++++ Record extracts ++++

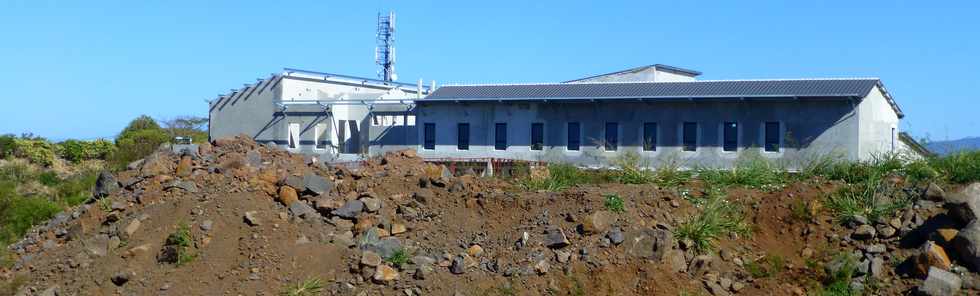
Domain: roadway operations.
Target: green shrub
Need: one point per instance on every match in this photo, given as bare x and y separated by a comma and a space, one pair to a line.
865, 199
614, 203
718, 217
76, 150
962, 167
37, 151
308, 287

++++

Omit the pictures; print the records above exactly.

* **The completed task**:
Domain: roadway operations.
Target: green shrub
Need: one point per instance on every match in this photo, given as bare x and y separated by a comma and a space, one pair to a line.
865, 199
614, 203
718, 217
76, 150
962, 167
37, 151
308, 287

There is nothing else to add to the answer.